---------- Provided material

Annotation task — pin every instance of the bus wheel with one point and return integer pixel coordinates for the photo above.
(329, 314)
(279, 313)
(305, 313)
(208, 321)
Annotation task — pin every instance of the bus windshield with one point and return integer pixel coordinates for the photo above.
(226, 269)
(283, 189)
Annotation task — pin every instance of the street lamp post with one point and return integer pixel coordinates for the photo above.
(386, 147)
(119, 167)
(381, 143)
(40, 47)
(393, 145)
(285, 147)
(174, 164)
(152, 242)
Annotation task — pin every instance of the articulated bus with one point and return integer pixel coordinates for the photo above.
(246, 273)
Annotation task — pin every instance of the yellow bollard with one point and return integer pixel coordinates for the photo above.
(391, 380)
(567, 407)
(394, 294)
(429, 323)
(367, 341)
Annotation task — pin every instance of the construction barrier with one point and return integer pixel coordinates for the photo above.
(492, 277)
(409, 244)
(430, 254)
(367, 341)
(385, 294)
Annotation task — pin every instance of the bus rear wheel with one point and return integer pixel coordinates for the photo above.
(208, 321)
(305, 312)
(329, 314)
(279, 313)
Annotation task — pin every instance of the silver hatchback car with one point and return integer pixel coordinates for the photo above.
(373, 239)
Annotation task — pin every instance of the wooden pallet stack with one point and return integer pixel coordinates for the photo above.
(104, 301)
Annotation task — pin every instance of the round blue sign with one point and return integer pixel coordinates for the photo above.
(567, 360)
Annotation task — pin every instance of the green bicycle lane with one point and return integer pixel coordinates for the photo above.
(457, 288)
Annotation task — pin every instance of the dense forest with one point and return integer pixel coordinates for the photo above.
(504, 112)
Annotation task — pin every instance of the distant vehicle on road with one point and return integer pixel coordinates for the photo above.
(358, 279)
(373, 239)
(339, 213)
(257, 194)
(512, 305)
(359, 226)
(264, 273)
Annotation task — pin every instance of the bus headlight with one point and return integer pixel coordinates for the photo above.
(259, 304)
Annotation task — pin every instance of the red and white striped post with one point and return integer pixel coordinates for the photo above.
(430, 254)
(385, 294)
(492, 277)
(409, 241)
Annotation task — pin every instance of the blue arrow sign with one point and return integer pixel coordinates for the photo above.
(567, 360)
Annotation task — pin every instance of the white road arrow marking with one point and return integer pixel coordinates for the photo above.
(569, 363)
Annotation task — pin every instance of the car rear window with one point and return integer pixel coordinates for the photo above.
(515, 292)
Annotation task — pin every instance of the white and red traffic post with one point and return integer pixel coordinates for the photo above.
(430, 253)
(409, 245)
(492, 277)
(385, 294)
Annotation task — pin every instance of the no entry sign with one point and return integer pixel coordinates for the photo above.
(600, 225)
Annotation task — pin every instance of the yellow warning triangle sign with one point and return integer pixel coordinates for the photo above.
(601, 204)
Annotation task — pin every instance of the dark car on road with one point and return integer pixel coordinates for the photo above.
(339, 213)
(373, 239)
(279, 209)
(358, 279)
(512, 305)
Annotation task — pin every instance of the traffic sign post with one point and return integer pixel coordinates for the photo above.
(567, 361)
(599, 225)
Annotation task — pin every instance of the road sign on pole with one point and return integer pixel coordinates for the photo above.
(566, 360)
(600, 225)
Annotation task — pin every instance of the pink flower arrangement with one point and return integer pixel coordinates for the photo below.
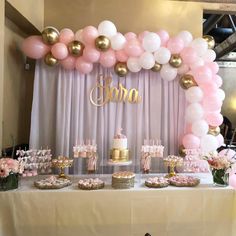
(9, 166)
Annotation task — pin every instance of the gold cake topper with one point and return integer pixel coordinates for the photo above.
(103, 93)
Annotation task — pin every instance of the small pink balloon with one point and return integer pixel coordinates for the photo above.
(108, 59)
(121, 56)
(66, 36)
(83, 66)
(68, 63)
(213, 66)
(34, 47)
(214, 118)
(142, 35)
(164, 36)
(133, 48)
(191, 141)
(59, 51)
(202, 74)
(175, 45)
(188, 55)
(218, 80)
(130, 36)
(89, 34)
(90, 54)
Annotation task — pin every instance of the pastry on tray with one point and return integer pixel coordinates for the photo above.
(52, 182)
(90, 184)
(184, 181)
(157, 182)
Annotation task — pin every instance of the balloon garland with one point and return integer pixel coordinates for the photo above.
(191, 59)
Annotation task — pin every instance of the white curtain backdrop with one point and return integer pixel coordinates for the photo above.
(62, 112)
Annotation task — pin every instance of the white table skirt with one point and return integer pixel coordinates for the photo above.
(201, 211)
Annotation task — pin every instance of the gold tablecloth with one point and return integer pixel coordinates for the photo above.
(201, 211)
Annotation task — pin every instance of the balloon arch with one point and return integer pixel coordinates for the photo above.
(191, 59)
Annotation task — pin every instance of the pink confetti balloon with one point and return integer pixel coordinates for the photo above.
(66, 36)
(59, 51)
(34, 47)
(83, 66)
(175, 45)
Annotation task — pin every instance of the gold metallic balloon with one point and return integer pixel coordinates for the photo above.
(156, 67)
(102, 43)
(210, 41)
(121, 69)
(50, 35)
(175, 60)
(50, 60)
(214, 130)
(187, 81)
(76, 48)
(182, 152)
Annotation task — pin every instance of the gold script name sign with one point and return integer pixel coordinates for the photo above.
(103, 93)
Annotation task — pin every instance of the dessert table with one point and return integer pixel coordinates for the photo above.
(204, 210)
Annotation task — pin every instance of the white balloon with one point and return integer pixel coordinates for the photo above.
(208, 143)
(194, 94)
(162, 55)
(168, 72)
(200, 128)
(186, 36)
(209, 55)
(200, 45)
(146, 60)
(221, 94)
(194, 112)
(107, 28)
(151, 42)
(133, 64)
(118, 41)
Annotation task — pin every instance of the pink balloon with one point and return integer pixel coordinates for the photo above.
(191, 141)
(202, 74)
(90, 54)
(83, 66)
(232, 180)
(211, 103)
(164, 36)
(121, 56)
(34, 47)
(59, 51)
(213, 66)
(142, 35)
(218, 80)
(214, 118)
(188, 55)
(68, 63)
(130, 36)
(108, 59)
(89, 34)
(175, 45)
(133, 48)
(66, 36)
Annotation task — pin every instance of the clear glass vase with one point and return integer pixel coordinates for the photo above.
(220, 177)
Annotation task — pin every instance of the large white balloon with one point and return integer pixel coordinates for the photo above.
(194, 94)
(118, 41)
(209, 143)
(146, 60)
(133, 64)
(107, 28)
(186, 36)
(162, 55)
(194, 112)
(200, 45)
(151, 42)
(168, 72)
(200, 128)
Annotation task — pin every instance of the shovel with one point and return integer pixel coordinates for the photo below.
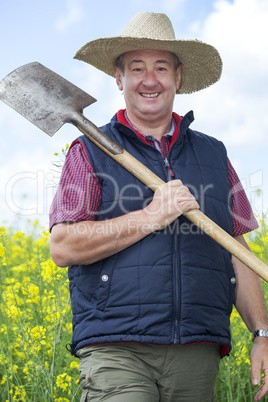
(48, 101)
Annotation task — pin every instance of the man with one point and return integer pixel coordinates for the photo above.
(152, 294)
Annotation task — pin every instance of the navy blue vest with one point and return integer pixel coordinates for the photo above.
(175, 285)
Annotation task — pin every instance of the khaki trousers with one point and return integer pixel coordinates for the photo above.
(136, 372)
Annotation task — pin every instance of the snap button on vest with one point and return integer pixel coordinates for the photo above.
(104, 278)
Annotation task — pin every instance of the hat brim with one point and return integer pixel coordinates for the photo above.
(202, 64)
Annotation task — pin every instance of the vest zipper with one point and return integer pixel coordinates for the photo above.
(176, 287)
(170, 173)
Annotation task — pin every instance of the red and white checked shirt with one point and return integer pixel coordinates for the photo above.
(78, 196)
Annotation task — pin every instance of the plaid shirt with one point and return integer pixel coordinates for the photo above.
(79, 192)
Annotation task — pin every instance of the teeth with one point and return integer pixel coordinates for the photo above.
(150, 95)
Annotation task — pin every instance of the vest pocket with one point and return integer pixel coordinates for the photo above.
(104, 285)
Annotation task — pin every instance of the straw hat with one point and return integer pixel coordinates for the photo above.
(202, 63)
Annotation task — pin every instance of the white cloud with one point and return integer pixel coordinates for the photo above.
(236, 107)
(73, 15)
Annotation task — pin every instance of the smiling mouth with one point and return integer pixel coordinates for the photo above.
(154, 95)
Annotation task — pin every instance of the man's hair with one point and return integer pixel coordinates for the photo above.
(120, 62)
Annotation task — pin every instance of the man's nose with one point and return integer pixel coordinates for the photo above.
(149, 78)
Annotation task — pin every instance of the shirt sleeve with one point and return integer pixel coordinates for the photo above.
(244, 220)
(78, 195)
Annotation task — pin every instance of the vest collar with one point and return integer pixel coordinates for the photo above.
(183, 125)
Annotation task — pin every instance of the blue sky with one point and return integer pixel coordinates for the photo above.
(234, 110)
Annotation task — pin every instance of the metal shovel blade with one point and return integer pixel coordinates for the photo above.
(43, 97)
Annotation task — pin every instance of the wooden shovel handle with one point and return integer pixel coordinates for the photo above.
(152, 181)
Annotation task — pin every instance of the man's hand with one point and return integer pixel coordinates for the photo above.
(170, 201)
(259, 363)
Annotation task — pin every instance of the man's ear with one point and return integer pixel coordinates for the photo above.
(178, 77)
(118, 77)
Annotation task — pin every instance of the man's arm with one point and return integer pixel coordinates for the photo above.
(89, 241)
(250, 304)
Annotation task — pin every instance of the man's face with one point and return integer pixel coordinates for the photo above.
(149, 83)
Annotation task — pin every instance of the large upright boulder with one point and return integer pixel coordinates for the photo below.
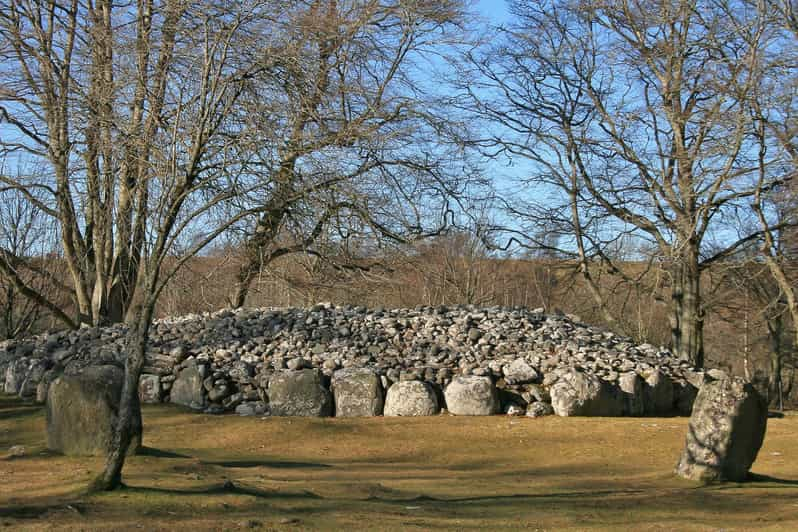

--------------------

Set task: Copy the records from the line containing "Annotation task — pin every instance of the man's hand" through the end of the records, including both ends and the requests, with each pixel coordinate in the answers multiplied by 0.25 and rounded to a whole number, halves rounding up. Leave the pictures out.

Written solution:
Annotation task — pin every instance of the man's hand with one point and return integer pixel coordinates for the photo above.
(43, 50)
(65, 91)
Annotation task — pin every instance of the man's ear with one point and return integer pixel coordinates for the photo above.
(45, 19)
(30, 19)
Annotation task — pin every instance of the man's arm with one point and return integer pixel coordinates for the photo above.
(22, 60)
(63, 76)
Annotation task — pin every instance of the man's face with one point and return integer pixel coordinates for the photo above.
(37, 21)
Annotation task — pin every instance of the large upright boulder with one point and return integer pixel coordinates for the photo below.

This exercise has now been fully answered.